• _EXERCISE PROMPT_
How many lines of the listing below contain the string "church", matching case exactly? Give only the number.

....

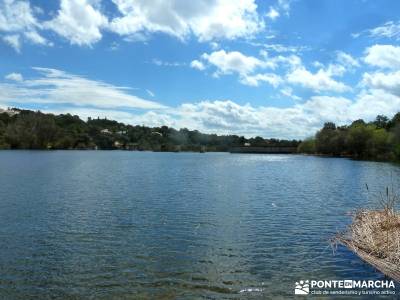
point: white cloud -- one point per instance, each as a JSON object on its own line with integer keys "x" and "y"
{"x": 388, "y": 30}
{"x": 13, "y": 40}
{"x": 232, "y": 62}
{"x": 288, "y": 92}
{"x": 389, "y": 82}
{"x": 150, "y": 93}
{"x": 58, "y": 87}
{"x": 14, "y": 77}
{"x": 208, "y": 20}
{"x": 273, "y": 13}
{"x": 254, "y": 80}
{"x": 320, "y": 81}
{"x": 36, "y": 38}
{"x": 16, "y": 16}
{"x": 384, "y": 56}
{"x": 162, "y": 63}
{"x": 235, "y": 62}
{"x": 347, "y": 60}
{"x": 196, "y": 64}
{"x": 79, "y": 22}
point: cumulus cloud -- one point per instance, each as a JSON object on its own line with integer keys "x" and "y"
{"x": 347, "y": 60}
{"x": 320, "y": 81}
{"x": 232, "y": 62}
{"x": 273, "y": 13}
{"x": 14, "y": 77}
{"x": 389, "y": 82}
{"x": 246, "y": 67}
{"x": 384, "y": 56}
{"x": 82, "y": 22}
{"x": 388, "y": 30}
{"x": 196, "y": 64}
{"x": 58, "y": 87}
{"x": 13, "y": 40}
{"x": 78, "y": 21}
{"x": 208, "y": 20}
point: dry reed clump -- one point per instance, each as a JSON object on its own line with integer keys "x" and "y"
{"x": 374, "y": 235}
{"x": 376, "y": 232}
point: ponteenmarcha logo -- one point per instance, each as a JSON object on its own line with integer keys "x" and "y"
{"x": 302, "y": 288}
{"x": 348, "y": 286}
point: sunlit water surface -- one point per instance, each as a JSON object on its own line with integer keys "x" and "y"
{"x": 136, "y": 225}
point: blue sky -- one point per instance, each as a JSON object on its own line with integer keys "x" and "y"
{"x": 276, "y": 68}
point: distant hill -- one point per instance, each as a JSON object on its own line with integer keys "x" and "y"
{"x": 25, "y": 129}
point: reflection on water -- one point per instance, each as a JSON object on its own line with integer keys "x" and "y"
{"x": 176, "y": 225}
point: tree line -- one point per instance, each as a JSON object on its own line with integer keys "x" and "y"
{"x": 26, "y": 129}
{"x": 379, "y": 139}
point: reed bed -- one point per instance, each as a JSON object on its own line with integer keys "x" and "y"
{"x": 374, "y": 235}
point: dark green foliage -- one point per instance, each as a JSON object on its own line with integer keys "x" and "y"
{"x": 36, "y": 130}
{"x": 379, "y": 139}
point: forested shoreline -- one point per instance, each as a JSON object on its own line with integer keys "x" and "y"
{"x": 376, "y": 140}
{"x": 26, "y": 129}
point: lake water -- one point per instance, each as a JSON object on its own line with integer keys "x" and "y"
{"x": 141, "y": 225}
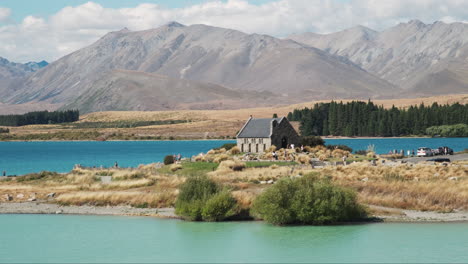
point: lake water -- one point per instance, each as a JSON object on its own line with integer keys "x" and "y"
{"x": 18, "y": 158}
{"x": 100, "y": 239}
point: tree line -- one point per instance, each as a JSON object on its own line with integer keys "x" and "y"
{"x": 359, "y": 118}
{"x": 40, "y": 117}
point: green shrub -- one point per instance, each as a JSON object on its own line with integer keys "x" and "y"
{"x": 307, "y": 200}
{"x": 201, "y": 199}
{"x": 169, "y": 159}
{"x": 35, "y": 176}
{"x": 361, "y": 152}
{"x": 227, "y": 146}
{"x": 312, "y": 141}
{"x": 342, "y": 147}
{"x": 219, "y": 207}
{"x": 193, "y": 195}
{"x": 458, "y": 130}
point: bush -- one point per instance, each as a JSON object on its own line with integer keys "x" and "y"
{"x": 312, "y": 141}
{"x": 227, "y": 146}
{"x": 361, "y": 152}
{"x": 235, "y": 150}
{"x": 458, "y": 130}
{"x": 201, "y": 199}
{"x": 36, "y": 176}
{"x": 169, "y": 159}
{"x": 307, "y": 200}
{"x": 342, "y": 147}
{"x": 219, "y": 207}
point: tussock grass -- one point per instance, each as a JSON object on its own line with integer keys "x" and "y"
{"x": 154, "y": 200}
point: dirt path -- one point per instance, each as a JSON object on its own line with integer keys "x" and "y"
{"x": 46, "y": 208}
{"x": 402, "y": 215}
{"x": 456, "y": 157}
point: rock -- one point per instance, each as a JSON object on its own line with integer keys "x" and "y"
{"x": 8, "y": 197}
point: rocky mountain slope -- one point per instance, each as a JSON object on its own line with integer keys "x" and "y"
{"x": 10, "y": 70}
{"x": 132, "y": 90}
{"x": 423, "y": 59}
{"x": 229, "y": 58}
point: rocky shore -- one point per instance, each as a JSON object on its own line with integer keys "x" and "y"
{"x": 401, "y": 215}
{"x": 48, "y": 208}
{"x": 384, "y": 213}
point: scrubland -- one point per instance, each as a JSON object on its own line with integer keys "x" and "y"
{"x": 426, "y": 187}
{"x": 180, "y": 124}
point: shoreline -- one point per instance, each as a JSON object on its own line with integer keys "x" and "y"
{"x": 51, "y": 208}
{"x": 387, "y": 215}
{"x": 213, "y": 139}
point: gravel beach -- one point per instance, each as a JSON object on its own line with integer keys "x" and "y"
{"x": 385, "y": 213}
{"x": 47, "y": 208}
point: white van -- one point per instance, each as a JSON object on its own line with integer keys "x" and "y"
{"x": 424, "y": 152}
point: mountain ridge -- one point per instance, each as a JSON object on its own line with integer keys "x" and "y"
{"x": 229, "y": 58}
{"x": 406, "y": 55}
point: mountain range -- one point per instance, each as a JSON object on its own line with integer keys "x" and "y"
{"x": 422, "y": 59}
{"x": 205, "y": 67}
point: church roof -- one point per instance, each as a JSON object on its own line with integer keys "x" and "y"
{"x": 258, "y": 128}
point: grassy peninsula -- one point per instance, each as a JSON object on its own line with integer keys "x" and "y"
{"x": 381, "y": 186}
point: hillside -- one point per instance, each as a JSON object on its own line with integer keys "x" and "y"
{"x": 423, "y": 59}
{"x": 198, "y": 124}
{"x": 130, "y": 90}
{"x": 225, "y": 57}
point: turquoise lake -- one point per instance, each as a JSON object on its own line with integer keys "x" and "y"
{"x": 18, "y": 158}
{"x": 101, "y": 239}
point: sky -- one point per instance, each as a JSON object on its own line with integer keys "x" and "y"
{"x": 34, "y": 30}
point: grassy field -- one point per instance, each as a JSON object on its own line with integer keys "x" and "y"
{"x": 426, "y": 187}
{"x": 184, "y": 124}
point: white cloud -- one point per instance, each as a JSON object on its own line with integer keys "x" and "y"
{"x": 4, "y": 14}
{"x": 71, "y": 28}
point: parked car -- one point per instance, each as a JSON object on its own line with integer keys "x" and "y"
{"x": 438, "y": 151}
{"x": 439, "y": 160}
{"x": 446, "y": 151}
{"x": 424, "y": 152}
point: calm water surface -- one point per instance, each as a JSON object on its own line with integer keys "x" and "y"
{"x": 18, "y": 158}
{"x": 67, "y": 238}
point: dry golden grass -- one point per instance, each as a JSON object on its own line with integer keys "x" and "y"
{"x": 406, "y": 186}
{"x": 421, "y": 187}
{"x": 157, "y": 200}
{"x": 209, "y": 123}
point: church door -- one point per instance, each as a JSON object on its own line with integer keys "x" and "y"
{"x": 284, "y": 142}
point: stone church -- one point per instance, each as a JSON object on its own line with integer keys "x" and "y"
{"x": 259, "y": 134}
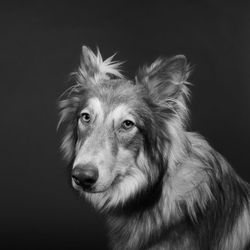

....

• _ANSWER TO THIS PROBLEM_
3